▸ **作業内容**:
母の十六回忌に寄せた文章を、最後の文のあとから書き継いでください。

───── 抜粋文 ─────

今日は母の16回忌。小雪が散らつきそうな寒い日だったのを今でもはっきりと覚えています。
母が亡くなった時、『これは私や家族にとっての自立記念日だな』とふっとそんな言葉が頭をよぎりました。家族の求心的存在であった母がいなくなったことで、それぞれが本当の意味で精神的に自立していかなきゃいけない時がやって来たんだなと思ったのですが、悲しみに暮れている父にそう告げると、「それは何かの宗教か⁈」と眉毛をへの字にした顔でムッとしながら言われたのを覚えています😅
しかしその時の私は、「お母さんは早くに亡くなったけれど、自分の命にかえて私たちに自立させようとしたんだな。」と感じたのです。そしてその直感はあながち間違ってはなかったように思います。
精神的に頼りにしていた母を亡くして、困った時や、話を聞いて欲しい時に気軽に電話出来る人がいなくなったのがいちばん苦しかったです😹 実家にひとりでいる父を気にかけはするけれど、母のいない実家にはもう戻りたくない気持ちもあって、当時3歳の息子を私ひとりで育てることに精一杯だったのを理由に、実家に足が向かない時もありました。
しかし、物理的に『もういない』ってことほど、人を強くするものは他にないのかもしれません。
かつてのように母に頼れなくなって、自分の中で喜怒哀楽の感情全てを消化しなきゃいけなくなったお陰で、牛が何度も反芻して咀嚼するように、時間をかけて感情の消化をしていきました。時間はかかったけれど自分の感情に向き合い続けていき、今までどれほど母に甘えて来ていたか、気づくことも大きかったです。
母が生前に、「いつか宮島でシーカヤックをしてみたい。」と言っていたのを思い出して、母の夢を叶えてあげようとシーカヤックを始め、葉山に引っ越して、葉山の自然に充分癒された後、海外に出て暮らし、気がつけばいつの間にか本当に自立していました。

───── 演習データ ─────

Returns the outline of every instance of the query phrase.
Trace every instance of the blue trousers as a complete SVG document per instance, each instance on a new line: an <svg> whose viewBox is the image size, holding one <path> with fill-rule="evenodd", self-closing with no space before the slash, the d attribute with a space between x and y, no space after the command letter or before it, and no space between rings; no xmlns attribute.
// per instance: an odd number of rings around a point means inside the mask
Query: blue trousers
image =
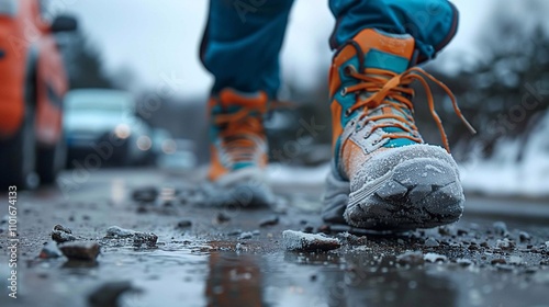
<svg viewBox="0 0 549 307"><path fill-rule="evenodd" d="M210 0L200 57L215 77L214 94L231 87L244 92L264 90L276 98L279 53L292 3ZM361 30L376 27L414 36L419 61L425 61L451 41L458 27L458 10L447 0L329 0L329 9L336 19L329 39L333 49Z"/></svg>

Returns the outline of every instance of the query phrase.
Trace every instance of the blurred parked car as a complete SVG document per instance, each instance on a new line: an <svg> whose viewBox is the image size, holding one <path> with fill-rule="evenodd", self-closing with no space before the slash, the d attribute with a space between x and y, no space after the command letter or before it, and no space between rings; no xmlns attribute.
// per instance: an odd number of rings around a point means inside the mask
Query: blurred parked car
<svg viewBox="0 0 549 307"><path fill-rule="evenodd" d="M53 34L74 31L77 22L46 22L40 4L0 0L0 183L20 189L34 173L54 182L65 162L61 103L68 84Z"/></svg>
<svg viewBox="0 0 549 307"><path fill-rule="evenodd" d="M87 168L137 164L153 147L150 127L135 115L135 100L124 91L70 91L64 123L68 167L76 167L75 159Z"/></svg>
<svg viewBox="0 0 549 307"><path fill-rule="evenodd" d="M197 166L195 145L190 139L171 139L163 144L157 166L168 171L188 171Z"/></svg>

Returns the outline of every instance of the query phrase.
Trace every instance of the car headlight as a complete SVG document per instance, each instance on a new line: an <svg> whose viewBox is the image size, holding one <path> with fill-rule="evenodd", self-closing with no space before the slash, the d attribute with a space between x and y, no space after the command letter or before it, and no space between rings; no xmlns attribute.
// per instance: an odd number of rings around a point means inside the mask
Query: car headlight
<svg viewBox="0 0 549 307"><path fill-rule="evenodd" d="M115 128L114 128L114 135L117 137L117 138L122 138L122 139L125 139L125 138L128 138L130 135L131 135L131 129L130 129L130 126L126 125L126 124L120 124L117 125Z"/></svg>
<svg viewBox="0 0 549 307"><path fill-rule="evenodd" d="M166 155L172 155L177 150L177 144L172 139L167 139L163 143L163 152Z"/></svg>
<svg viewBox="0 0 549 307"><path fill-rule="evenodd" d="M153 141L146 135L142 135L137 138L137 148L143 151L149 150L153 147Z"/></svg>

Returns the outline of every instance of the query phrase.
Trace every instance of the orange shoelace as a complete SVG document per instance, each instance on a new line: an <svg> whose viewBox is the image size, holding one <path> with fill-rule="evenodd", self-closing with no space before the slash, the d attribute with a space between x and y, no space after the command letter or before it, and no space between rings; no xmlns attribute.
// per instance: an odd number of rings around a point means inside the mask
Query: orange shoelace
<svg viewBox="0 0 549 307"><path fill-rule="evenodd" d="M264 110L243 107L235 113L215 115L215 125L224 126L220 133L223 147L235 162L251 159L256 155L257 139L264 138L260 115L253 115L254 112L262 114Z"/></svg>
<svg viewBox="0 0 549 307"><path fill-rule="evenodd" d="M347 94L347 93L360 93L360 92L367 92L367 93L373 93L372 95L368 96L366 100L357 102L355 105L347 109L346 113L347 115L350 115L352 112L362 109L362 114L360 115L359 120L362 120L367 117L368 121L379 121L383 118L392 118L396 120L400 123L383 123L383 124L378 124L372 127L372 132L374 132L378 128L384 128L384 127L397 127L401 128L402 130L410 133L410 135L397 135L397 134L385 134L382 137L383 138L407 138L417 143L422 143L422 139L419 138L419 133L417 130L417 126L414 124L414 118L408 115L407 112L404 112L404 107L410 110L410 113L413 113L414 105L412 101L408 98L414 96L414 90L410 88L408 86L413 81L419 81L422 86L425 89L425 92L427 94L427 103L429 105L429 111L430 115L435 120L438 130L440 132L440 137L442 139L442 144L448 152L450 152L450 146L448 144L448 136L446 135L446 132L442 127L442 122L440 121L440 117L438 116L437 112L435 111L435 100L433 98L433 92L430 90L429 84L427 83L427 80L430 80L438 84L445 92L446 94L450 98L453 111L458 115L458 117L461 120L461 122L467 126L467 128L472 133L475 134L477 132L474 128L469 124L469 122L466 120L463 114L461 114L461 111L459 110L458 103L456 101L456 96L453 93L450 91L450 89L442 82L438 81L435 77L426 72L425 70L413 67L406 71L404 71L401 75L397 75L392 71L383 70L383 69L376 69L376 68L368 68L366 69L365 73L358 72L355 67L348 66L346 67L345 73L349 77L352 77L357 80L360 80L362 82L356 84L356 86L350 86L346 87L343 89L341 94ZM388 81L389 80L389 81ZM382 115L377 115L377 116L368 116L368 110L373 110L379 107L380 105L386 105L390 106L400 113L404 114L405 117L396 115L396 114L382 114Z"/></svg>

─────

▸ **出力結果**:
母が亡くなった時、いや、正確には、母が末期癌だと診断されて、少しずつお別れの準備をしていた1年足らずの時間は、私にとって人生で一番大ピンチだった時期なので、その後どんなピンチがやって来ようとも、「あの時よりはマシだ。」と思って乗り越えて来ました。自分が胃癌になった時でも、「あの時よりはマシだ。」と思えたのです。
母は太陽のような人だったので、明るくて周りを元気にする存在感をそのまま引き継いでいきたくて、私の一部になっているように思います。もし今生きていたら70代後半ですが、同年代の方が内視鏡検査に来られると、「お母さんが生きていたら、こんな感じなのかな。」と想像することもあります。早い別れでしたが、母は自らの命にかえて自立させてくれたことで、今の自分があると思うと感謝でしかありません。
オリンピックの聖火リレーのように、私が母から受け継いだ太陽のような役割は、いつか息子に引き継がれていくんだろうなと思います。『人は亡くなってそれで終わり』ではなく、その人の一番の魅力はそんなふうに大事にしたいと思う人へと繋がっていくんじゃないかなと思っています。